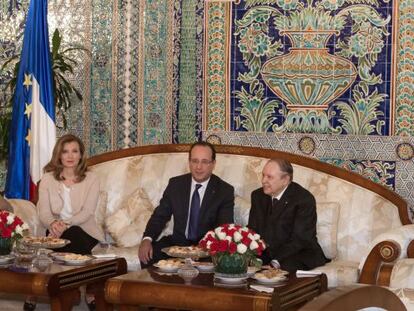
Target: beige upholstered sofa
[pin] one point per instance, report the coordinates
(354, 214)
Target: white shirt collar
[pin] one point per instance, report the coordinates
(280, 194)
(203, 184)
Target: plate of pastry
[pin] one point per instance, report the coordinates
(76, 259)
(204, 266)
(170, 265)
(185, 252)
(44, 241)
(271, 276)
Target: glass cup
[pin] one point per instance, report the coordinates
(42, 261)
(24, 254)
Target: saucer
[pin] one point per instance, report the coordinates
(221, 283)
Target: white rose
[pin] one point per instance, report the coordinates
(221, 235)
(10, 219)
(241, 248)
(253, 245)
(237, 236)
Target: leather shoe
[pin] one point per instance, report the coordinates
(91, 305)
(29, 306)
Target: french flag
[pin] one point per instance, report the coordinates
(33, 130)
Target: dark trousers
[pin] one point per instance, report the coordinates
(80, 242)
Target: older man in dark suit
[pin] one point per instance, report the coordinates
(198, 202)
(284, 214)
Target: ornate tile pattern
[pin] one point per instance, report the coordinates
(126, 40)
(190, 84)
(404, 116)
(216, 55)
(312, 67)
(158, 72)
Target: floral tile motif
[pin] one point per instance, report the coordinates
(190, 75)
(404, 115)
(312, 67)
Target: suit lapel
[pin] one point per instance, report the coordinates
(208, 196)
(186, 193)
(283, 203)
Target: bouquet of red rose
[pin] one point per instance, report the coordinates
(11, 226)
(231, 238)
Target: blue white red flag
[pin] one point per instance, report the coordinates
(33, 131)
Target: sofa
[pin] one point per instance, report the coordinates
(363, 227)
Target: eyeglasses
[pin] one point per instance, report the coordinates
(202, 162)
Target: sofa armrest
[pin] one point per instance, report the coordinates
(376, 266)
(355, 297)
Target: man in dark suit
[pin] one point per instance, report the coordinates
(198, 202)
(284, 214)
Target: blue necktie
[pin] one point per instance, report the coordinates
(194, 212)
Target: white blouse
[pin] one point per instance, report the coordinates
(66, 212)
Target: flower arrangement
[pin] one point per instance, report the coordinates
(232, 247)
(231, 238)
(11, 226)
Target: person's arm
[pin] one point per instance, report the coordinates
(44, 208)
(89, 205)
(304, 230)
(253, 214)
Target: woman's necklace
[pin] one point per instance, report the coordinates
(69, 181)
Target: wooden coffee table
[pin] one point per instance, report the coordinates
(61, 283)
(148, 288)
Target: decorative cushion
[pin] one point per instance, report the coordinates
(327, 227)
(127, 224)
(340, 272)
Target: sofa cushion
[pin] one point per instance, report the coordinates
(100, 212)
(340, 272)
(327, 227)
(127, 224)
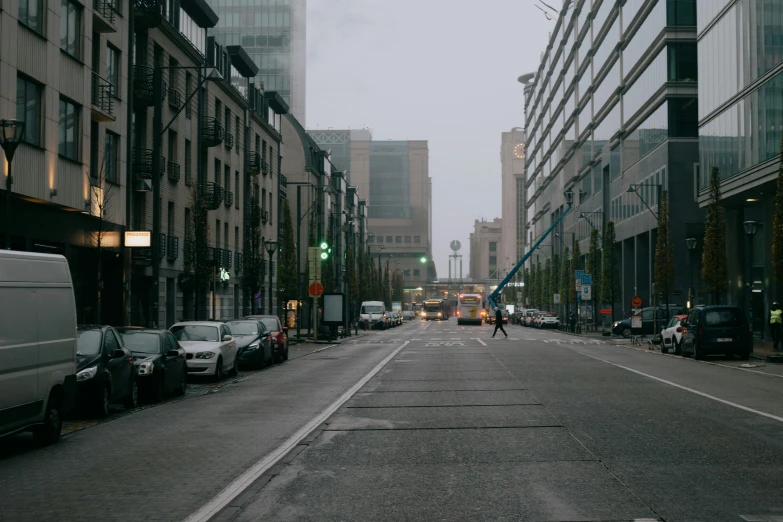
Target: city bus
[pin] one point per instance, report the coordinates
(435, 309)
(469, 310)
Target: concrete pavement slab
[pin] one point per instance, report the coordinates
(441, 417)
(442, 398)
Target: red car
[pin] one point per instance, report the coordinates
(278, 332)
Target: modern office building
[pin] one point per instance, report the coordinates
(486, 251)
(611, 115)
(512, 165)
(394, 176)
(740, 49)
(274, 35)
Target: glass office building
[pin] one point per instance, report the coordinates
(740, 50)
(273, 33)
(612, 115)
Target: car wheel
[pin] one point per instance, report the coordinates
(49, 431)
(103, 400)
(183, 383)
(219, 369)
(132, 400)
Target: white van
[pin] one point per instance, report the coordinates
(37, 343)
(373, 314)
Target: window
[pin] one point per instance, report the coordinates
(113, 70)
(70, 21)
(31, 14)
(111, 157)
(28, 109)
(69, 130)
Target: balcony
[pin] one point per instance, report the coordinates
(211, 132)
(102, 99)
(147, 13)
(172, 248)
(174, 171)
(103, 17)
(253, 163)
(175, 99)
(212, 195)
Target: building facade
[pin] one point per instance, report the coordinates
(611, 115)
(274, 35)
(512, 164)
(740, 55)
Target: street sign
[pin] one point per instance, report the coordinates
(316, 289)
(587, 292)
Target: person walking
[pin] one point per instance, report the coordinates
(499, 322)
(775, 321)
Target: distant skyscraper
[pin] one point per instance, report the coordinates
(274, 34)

____

• **What the task requires**:
From the records, copy out each line that includes the string "suit".

• **Response area**:
Target: older man in dark suit
Target: suit lapel
Target: man in dark suit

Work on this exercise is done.